### Written instruction
Quote the material between the line holding "A rule for this batch: each instance of the outstretched" and the line holding "column 479, row 553", inclusive.

### Given data

___

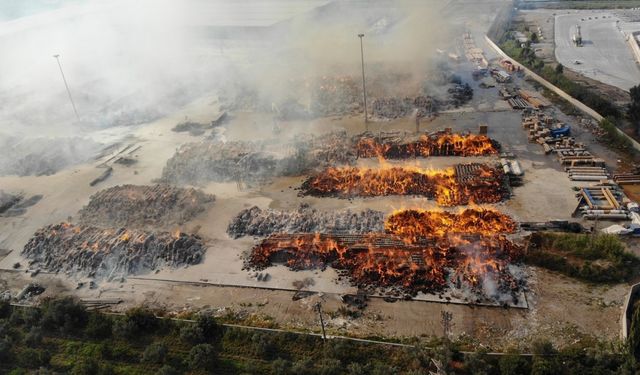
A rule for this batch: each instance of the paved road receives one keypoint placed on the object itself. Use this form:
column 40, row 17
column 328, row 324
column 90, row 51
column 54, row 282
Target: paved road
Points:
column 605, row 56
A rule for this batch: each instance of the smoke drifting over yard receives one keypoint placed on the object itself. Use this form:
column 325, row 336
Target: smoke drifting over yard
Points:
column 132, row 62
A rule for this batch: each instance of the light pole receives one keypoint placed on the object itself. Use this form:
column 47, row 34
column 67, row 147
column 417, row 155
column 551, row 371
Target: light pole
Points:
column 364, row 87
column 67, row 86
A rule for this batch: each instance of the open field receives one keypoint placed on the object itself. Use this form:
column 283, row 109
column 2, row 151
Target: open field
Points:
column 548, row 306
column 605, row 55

___

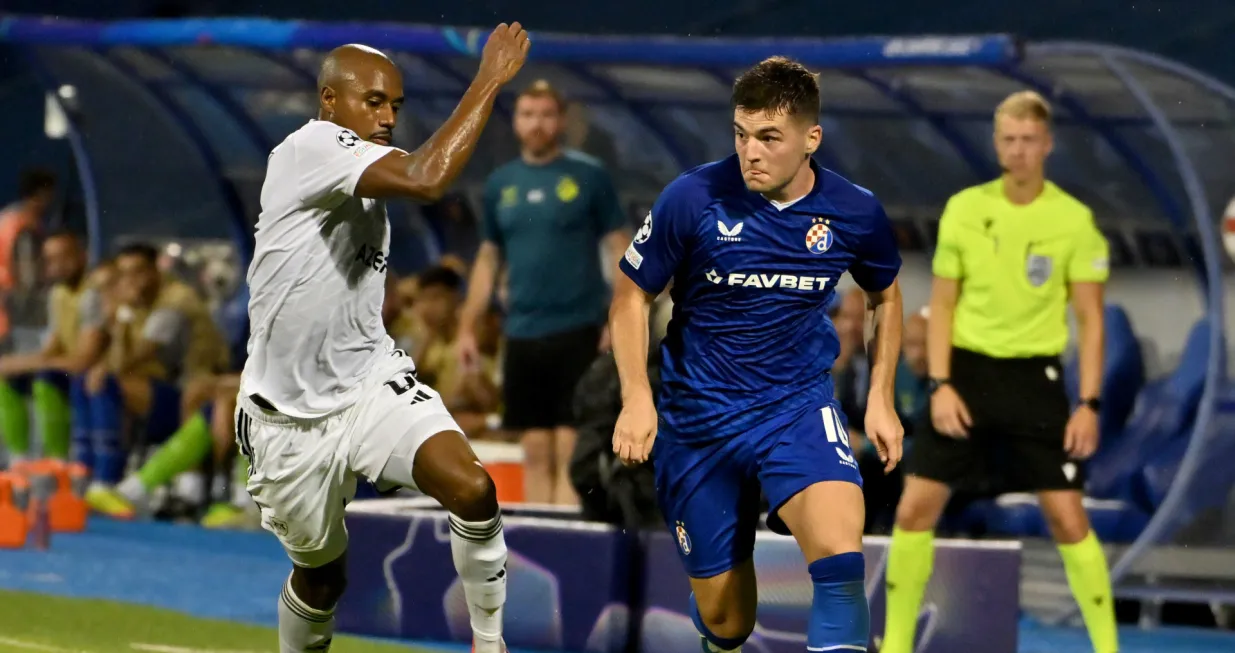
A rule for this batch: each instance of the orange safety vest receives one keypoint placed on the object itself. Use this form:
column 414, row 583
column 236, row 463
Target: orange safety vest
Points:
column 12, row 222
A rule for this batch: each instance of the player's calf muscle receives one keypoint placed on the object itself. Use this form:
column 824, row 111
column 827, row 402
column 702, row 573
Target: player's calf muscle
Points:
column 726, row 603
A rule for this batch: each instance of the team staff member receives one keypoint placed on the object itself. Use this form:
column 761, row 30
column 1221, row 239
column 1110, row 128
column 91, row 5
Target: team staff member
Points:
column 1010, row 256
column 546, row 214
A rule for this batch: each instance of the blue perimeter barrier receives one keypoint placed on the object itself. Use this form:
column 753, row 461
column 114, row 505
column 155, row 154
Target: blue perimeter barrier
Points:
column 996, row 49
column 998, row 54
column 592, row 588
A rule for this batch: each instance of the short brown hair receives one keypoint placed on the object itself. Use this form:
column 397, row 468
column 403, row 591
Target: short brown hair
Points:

___

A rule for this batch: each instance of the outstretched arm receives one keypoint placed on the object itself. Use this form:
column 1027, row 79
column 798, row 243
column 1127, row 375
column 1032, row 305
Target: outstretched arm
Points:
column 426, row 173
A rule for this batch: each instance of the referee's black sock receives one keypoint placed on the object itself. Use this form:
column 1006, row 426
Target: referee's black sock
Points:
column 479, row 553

___

### Final result
A rule for this batch: each instance of the outstretched arm receives one keypoint placed on the object itself. Use this form:
column 1027, row 79
column 798, row 243
column 1127, row 375
column 1032, row 305
Target: outstretched arm
Points:
column 426, row 173
A rule for this batch: each instance of the referee's black sock receives one keypoint placed on the object itself. Use this form:
column 1006, row 426
Target: referee's black sock
Points:
column 479, row 553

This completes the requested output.